• **DESCRIPTION OF THE TASK**: Return all the lines below in which the string "water" appears.

• **MATERIAL PROVIDED**:
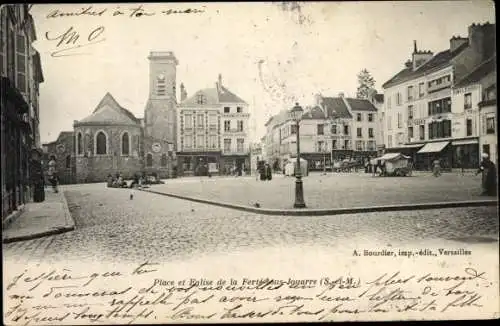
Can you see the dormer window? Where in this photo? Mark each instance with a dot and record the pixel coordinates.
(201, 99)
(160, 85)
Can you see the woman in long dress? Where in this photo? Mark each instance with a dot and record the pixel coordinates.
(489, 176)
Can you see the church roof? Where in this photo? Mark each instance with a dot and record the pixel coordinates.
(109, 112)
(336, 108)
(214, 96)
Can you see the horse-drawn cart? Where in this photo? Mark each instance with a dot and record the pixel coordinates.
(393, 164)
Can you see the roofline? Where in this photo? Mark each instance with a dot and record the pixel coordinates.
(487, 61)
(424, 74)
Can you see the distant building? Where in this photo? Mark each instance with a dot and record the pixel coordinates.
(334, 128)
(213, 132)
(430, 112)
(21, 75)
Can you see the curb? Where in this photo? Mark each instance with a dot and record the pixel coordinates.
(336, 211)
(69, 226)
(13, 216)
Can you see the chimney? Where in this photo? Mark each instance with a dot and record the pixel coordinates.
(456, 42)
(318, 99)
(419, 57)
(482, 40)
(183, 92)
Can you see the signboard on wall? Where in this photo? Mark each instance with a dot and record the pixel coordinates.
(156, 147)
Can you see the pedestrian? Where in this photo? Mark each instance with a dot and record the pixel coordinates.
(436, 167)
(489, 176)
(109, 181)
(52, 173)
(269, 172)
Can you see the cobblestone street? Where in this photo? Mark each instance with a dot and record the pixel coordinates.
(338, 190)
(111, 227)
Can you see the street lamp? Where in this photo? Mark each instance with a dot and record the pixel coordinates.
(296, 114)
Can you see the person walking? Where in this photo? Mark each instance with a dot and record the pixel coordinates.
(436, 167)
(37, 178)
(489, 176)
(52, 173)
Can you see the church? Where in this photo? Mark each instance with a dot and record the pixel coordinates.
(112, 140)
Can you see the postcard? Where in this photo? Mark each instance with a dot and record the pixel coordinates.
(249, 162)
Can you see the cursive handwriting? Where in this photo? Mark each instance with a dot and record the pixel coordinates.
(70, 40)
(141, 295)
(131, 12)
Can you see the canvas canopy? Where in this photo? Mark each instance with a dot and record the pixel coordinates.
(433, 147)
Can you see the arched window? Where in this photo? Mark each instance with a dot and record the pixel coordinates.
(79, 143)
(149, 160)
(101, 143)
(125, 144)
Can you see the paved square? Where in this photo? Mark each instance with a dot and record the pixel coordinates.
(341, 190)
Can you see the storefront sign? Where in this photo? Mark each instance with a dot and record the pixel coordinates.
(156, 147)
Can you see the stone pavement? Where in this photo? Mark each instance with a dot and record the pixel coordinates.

* * *

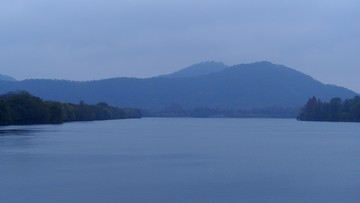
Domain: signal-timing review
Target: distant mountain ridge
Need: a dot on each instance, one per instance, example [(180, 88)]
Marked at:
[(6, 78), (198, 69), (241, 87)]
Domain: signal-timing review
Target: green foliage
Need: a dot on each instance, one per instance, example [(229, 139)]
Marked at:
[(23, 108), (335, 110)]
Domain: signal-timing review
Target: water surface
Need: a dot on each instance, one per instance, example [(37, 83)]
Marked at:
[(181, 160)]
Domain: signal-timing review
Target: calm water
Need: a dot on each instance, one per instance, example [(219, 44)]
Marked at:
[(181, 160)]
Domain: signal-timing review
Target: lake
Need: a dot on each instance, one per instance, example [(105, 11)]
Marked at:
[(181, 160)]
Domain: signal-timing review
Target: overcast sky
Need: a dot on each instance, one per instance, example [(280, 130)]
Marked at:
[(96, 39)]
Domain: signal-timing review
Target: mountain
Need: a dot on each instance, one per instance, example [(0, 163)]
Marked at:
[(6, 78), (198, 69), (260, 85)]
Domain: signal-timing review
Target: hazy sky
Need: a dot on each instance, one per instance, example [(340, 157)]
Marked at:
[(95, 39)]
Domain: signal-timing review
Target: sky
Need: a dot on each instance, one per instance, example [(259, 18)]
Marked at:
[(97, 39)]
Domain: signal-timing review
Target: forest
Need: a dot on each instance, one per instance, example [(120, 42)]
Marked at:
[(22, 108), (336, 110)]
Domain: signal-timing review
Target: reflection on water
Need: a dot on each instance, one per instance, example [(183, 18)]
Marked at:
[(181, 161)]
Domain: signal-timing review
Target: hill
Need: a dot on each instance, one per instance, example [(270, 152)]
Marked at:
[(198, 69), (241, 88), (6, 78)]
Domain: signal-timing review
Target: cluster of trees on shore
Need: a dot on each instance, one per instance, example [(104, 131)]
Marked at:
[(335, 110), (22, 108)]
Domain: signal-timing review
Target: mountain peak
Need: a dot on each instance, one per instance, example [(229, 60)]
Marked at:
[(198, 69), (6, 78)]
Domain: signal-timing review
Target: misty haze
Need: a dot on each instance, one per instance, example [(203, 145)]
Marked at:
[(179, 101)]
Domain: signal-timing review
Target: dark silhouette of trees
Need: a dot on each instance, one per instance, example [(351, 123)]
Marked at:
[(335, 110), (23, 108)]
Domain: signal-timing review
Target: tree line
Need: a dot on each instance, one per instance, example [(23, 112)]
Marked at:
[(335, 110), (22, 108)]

• **OUTPUT FOR THIS TASK**:
Target: water surface
Target: calm water
Target: reflection on water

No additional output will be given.